所给摘录:
超声振动对高氮钢激光-电弧复合焊接接头组织与性能的影响研究?

doi:10.3901/JME.2018.16.118

机械工程学报 ›› 2018, Vol. 54 ›› Issue (16): 118-126.doi: 10.3901/JME.2018.16.118

超声振动对高氮钢激光-电弧复合焊接接头组织与性能的影响研究?

刘佳^1,2, 白陈明^1,2, 崔博^1,2, 石岩^1,2, 李忠^1,2, 张宏^1,2

1. 长春理工大学机电工程学院长春 130022;
2. 长春理工大学国家国际科技合作基地(光学) 长春 130022

收稿日期:2018-01-17 修回日期:2018-04-19 出版日期:2018-08-20 发布日期:2018-08-20
通讯作者: 刘佳(通信作者),男,1983年出生,博士,副教授,博士研究生导师。主要研究方向为激光加工技术。E-mail:liujia@cust.edu.cn
基金资助:
吉林省教育厅科学技术（JJKH20170613KL）、吉林省科技厅重点科技研发（20170204065GX、201802010663GX）和国家重点研发计划“增材制造与激光制造”专项（2017YFB1104601）资助项目。

Effect of Ultrasonic Vibration on Microstructure and Mechanical Properties of High Nitrogen Steel Laser-arc Hybrid Welding Joints

LIU Jia^1,2, BAI Chenming^1,2, CUI Bo^1,2, SHI Yan^1,2, LI Zhong^1,2, ZHANG Hong^1,2

1. College of Mechanical and Electric Engineering, Changchun University of Science and Technology, Changchun 130022;
2. National Base of International Science and Technology Cooperation in Optics, Changchun University of Science and Technology, Changchun 130022

Received:2018-01-17 Revised:2018-04-19 Online:2018-08-20 Published:2018-08-20

摘要/Abstract

摘要： 为解决高氮钢熔焊过程中由于气孔缺陷以及氮流失所引起的接头力学性能下降的问题，针对6.5 mm厚的高氮钢板开展了超声辅助激光-电弧复合焊接研究。通过对不同超声功率条件下所获得的接头组织和性能分析发现：熔池中超声能量的导入使其流动状态发生了改变，提高焊缝的熔合比，但过高的超声功率会导致焊缝表面质量的恶化；超声的空化作用使得气孔缺陷随超声功率的增加呈现先减少后增加的趋势，但超声振动的加入对焊缝氮含量的影响并不显著；超声振动可以抑制粗大树枝晶的生长，改变晶粒生长取向，细化组织，显著地提高了柱状晶区的显微硬度；随着超声功率的增加，焊缝抗拉强度和冲击韧度均呈现先升后降的趋势；拉伸强度受气孔和组织的共同影响，而晶粒细化可以改善焊接接头的断裂方式，提高焊缝韧性。与未加入超声振动时相比，当施加的超声功率为160 W时，焊缝中气孔显著减少，晶粒得到了细化，使得拉伸强度提高了3.97%，冲击韧度提高了10.8%。

简短练习 1:
请根据该论文页面回答下列问题：
(a) 研究所用高氮钢板的厚度是多少？
(b) 通讯作者的主要研究方向是什么？
(c) 超声功率为160 W时，冲击韧度提高了多少？
简短练习 2: 请改写该论文页面中从“刘佳^1,2, 白陈明^1,2, 崔博^1,2, 石岩^1,2, 李忠^1,2, 张宏^1,2”起至“B1104601）资助项目。”为止（含这两处）的部分，并将其中的“副教授”替换为“研究员”。

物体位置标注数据
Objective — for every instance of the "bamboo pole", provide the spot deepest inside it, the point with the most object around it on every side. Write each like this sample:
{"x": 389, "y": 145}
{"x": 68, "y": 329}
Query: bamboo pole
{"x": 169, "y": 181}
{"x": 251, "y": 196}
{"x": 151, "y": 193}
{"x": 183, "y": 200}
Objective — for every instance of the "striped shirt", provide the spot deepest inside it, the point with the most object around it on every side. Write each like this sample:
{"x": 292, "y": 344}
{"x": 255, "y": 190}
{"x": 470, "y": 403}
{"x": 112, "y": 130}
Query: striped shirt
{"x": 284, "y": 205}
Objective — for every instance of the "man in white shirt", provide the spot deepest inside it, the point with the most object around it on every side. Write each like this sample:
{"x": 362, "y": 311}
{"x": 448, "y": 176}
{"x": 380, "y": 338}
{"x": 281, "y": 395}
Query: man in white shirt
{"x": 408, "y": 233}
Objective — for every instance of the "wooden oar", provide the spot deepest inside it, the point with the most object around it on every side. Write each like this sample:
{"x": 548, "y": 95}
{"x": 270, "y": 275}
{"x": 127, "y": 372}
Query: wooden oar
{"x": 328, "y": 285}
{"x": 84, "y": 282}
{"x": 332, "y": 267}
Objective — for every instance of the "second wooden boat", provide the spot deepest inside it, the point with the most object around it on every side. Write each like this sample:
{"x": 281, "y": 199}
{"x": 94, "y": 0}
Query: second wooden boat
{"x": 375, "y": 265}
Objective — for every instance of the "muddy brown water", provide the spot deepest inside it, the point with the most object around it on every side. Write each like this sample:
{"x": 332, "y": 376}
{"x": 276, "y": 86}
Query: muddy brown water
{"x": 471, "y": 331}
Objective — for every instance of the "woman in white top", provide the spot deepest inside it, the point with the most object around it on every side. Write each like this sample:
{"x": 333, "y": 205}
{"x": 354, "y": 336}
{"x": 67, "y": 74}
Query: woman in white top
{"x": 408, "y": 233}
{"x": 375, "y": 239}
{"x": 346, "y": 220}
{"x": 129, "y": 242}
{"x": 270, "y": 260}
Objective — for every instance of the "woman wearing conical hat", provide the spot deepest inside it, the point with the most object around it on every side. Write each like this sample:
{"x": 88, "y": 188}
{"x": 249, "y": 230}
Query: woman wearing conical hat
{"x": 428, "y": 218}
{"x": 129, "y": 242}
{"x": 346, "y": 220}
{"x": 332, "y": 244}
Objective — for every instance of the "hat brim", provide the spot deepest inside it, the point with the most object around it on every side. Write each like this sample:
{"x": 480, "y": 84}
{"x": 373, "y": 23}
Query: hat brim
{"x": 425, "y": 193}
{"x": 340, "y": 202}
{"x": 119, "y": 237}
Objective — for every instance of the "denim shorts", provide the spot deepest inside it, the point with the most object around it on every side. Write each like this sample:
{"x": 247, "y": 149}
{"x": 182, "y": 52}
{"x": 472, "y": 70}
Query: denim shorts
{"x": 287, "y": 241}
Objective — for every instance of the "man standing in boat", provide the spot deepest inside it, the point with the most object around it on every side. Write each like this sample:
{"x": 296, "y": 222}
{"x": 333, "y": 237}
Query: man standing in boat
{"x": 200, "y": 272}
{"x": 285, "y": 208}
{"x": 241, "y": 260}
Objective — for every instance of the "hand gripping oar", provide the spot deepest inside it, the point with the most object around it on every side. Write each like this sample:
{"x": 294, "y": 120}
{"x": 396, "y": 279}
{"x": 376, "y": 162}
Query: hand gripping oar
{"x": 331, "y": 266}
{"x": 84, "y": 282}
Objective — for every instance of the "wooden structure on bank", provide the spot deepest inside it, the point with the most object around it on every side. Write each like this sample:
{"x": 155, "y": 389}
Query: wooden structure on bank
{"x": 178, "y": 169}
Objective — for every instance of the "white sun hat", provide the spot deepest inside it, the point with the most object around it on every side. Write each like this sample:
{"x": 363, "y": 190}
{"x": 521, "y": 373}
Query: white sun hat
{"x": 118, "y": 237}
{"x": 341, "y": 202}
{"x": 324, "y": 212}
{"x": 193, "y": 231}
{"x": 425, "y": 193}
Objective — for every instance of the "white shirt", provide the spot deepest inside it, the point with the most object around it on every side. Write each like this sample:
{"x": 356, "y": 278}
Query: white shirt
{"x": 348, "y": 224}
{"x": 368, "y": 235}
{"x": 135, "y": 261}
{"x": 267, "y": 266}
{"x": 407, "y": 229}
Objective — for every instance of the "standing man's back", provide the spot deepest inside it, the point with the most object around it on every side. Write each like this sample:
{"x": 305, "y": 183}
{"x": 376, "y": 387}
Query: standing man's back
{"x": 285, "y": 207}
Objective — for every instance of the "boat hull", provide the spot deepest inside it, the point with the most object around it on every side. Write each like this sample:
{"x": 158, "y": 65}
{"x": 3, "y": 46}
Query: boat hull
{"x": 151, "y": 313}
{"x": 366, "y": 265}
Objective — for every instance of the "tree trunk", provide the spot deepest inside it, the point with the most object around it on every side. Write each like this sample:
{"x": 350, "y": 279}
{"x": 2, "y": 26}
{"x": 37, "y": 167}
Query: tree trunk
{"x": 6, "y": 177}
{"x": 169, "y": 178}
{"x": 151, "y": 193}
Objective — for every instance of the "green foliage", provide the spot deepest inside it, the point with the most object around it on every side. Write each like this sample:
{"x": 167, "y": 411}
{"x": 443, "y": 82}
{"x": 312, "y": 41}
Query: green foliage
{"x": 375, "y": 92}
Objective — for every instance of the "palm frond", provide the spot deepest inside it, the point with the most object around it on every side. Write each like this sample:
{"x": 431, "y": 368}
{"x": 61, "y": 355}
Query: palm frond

正确答案 1:
(a) 6.5 mm
(b) 激光加工技术
(c) 10.8%

正确答案 2:
刘佳^1,2, 白陈明^1,2, 崔博^1,2, 石岩^1,2, 李忠^1,2, 张宏^1,2

1. 长春理工大学机电工程学院长春 130022;
2. 长春理工大学国家国际科技合作基地(光学) 长春 130022

收稿日期:2018-01-17 修回日期:2018-04-19 出版日期:2018-08-20 发布日期:2018-08-20
通讯作者: 刘佳(通信作者),男,1983年出生,博士,研究员,博士研究生导师。主要研究方向为激光加工技术。E-mail:liujia@cust.edu.cn
基金资助:
吉林省教育厅科学技术（JJKH20170613KL）、吉林省科技厅重点科技研发（20170204065GX、201802010663GX）和国家重点研发计划“增材制造与激光制造”专项（2017YFB1104601）资助项目。